- **ИСХОДНЫЙ ОТРЫВОК**
Вуд, должно быть, хорошо понимал, что его распоряжение запечатать протокол допроса было слишком незначительным и запоздалым шагом, потому что к тому времени в газетах уже было полным-полно всевозможных догадок и предположений. Вскоре в суд пришел Сиб Абрахам и попросил Вуда дать себе отвод по другому делу о наркотиках, в котором фигурировали два клиента Сиба. Старший судья Адриан Спирс отклонил ходатайство на том основании, что, хотя судья Вуд и назвал фамилию какого-то "мистера Абрахама" в ходе открытого судебного заседания, это еще не доказывало, что Вуд имел в виду мистера Сиба Абрахама — официального адвоката по указанному делу. В то же время Вуд заверил Абрахама, что злополучный протокол надежно упрятан в сейф делопроизводителем федерального суда.
— Протокол находится в сейфе, — сказал Вуд, — и будет лежать там, как в склепе… Он будет храниться там, словно прах. Он умрет навсегда… Поэтому, если умру я или вы или случится так, что здесь уже никого из нас не будет, протокол все равно останется там…
Несмотря на эту траурную речь судьи Вуда, "прах" все же восстал: не прошло и нескольких месяцев, как почти все местные репортеры имели на руках копию допроса. В большинстве своем показания Джонсона были смехотворны, а порой оказывались и просто клеветой и поэтому обнародованию не подлежали. Однако распространившиеся слухи о том, что в протоколе приводился какой-то большой список людей, причастных к организованной преступности в Эль-Пасо, принесли гораздо больший вред Ли Чагре, чем действительное его содержание. В документе были названы шестьдесят фамилий. Впоследствии один из местных репортеров назвал его списком "шестидесяти подонков Эль-Пасо".
Трудно подсчитать, какой именно урон нанесла эта губительная огласка карьере Сиба Абрахама и его коллег. Несомненным, однако, было то, что грубейшая ошибка Вуда нанесла сокрушительный, а возможно, и смертельный удар по и без того пошатнувшейся репутации Ли Чагры. С тех пор он так и не смог поправить дела своей адвокатской конторы. Весь трагизм ситуации для него заключался в том, что всего этого могло и не произойти: прежде чем апелляционный суд рассмотрел ходатайство о незаконности повторного привлечения к судебной ответственности по одному и тому же обвинению, Джеми Бойд решил прекратить дело Джека Стриклина по обвинению в продолжительной преступной деятельности".
В один из уикендов после фиаско в суде Вуда Ли Чагра сделал то, что делал всегда, когда чувствовал, что все вокруг рушится: он позвонил Кларку Хьюзу и предложил слегать в Лас-Вегас. Хьюз знал, что его друг переживает трудные времена. Чагра и Вуд к этому времени вступили на путь конфронтации, которая неминуемо должна была завершиться трагедией.
Джимми и его новый партнер Генри Уоллес находились в это время во Флориде, дожидаясь первой партии марихуаны из Колумбии. Судя по информации, доходившей до Ли, все предвещало провал и этой операции. Финансовое положение Ли было плачевным, но ему все же удалось одолжить 25 000 долларов — "на развод", как он говорил. К тому же в Лас-Вегасе у него был большой кредит, и теперь уже никакая сила в мире не могла остановить его. "Они еще напишут об этом в газете, — сказал он Хьюзу. — Я разнесу казино в пух и прах".

- **ЗАДАНИЕ**
Сколько фамилий было названо в протоколе допроса, судя по исходному отрывку?

- **Фрагменты набора данных**

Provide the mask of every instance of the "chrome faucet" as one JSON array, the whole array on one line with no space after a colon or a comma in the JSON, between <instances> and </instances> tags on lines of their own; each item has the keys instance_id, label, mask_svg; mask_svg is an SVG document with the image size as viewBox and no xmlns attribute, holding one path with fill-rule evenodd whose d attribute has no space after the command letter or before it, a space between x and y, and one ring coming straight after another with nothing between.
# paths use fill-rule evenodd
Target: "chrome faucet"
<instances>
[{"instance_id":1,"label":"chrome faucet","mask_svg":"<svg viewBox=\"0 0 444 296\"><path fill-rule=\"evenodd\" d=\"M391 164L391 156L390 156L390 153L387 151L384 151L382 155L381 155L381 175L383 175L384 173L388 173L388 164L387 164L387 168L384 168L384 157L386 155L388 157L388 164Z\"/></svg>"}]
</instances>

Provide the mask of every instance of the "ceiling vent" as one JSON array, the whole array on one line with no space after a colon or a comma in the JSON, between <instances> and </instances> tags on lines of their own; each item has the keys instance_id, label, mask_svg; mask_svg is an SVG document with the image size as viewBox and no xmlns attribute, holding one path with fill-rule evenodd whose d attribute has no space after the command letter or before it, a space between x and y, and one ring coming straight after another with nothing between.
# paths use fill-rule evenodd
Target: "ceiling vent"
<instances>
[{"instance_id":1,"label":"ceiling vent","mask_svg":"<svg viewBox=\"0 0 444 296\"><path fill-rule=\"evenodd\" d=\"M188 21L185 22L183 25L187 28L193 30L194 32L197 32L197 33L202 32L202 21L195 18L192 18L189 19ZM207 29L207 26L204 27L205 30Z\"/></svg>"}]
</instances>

- **ОТВЕТ НА ЗАДАНИЕ**
Шестьдесят фамилий.